Task instructions: Repeat the entire listing exactly.

____________

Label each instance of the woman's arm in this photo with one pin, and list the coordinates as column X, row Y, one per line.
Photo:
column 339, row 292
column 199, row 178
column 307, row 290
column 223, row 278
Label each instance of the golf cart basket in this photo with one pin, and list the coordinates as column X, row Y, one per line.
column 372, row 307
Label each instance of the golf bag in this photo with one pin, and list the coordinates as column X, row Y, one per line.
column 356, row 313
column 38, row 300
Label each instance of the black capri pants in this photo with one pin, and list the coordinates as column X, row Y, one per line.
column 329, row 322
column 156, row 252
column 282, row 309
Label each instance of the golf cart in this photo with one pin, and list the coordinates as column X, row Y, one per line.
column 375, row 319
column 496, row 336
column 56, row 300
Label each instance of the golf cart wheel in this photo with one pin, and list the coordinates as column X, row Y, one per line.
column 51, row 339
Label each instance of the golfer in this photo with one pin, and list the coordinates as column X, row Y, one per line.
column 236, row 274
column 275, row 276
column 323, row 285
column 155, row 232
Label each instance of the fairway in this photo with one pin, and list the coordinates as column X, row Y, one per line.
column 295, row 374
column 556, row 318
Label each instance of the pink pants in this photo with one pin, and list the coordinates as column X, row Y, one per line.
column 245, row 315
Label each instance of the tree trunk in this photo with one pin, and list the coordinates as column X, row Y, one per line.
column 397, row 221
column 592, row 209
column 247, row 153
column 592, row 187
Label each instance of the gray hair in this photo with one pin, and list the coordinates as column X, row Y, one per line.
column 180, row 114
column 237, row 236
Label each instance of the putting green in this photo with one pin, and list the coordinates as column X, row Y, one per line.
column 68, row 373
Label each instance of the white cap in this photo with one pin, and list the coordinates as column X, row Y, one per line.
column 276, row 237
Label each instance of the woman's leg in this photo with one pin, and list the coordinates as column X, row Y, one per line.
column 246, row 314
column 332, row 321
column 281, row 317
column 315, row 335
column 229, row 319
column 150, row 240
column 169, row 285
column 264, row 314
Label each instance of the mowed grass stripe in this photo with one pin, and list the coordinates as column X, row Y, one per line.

____________

Answer to this task:
Label each instance of the woman's arm in this photo with one pin, and list the coordinates as column X, row Y, one per line.
Photo:
column 339, row 292
column 199, row 178
column 307, row 290
column 223, row 278
Label each instance of the golf cart basket in this photo with one pin, and list the coordinates as column X, row Y, one per line.
column 372, row 307
Label each instance of the golf bag in this photo with one pin, and list the coordinates as column X, row Y, one per line.
column 356, row 313
column 38, row 300
Label each instance of the black capri pants in this photo with one pin, and list the coordinates as column X, row Y, one per line.
column 329, row 322
column 156, row 252
column 282, row 309
Label each instance of the golf cart in this photo with one pin, and list the coordinates as column X, row Y, one per line.
column 375, row 319
column 496, row 336
column 56, row 300
Label each instance of the golf cart wheel in this photo with one pin, and list the coordinates as column X, row Y, one per line.
column 51, row 339
Label each instance of the golfer in this photo with one pin, and list the coordinates as column X, row Y, one per line.
column 236, row 274
column 275, row 276
column 323, row 285
column 155, row 232
Label each instance of the fairway in this photo with one pin, and list the coordinates as column X, row Y, one per line.
column 295, row 374
column 556, row 318
Label each instance of the pink pants in this photo with one pin, and list the coordinates as column X, row Y, one per line.
column 245, row 315
Label each instance of the tree trunk in this photo with one pin, and list the coordinates as column X, row Y, one per line.
column 397, row 221
column 592, row 209
column 247, row 153
column 592, row 187
Label each instance of the gray hair in this photo with one pin, and list the coordinates as column X, row Y, one per line.
column 180, row 114
column 237, row 236
Label each instance of the putting green in this photo with one pin, and list the coordinates as column X, row Y, one per line.
column 68, row 373
Label each instance of the white cap in this photo with one pin, and list the coordinates as column X, row Y, one per line.
column 276, row 237
Label each instance of the woman's leg in this photo with one pin, and list the coordinates as column X, row Y, one per line.
column 246, row 314
column 332, row 321
column 281, row 317
column 315, row 335
column 229, row 319
column 150, row 240
column 169, row 285
column 264, row 314
Label each instance of the mowed grass stripe in this photo with one pin, and list the coordinates as column X, row Y, one per line.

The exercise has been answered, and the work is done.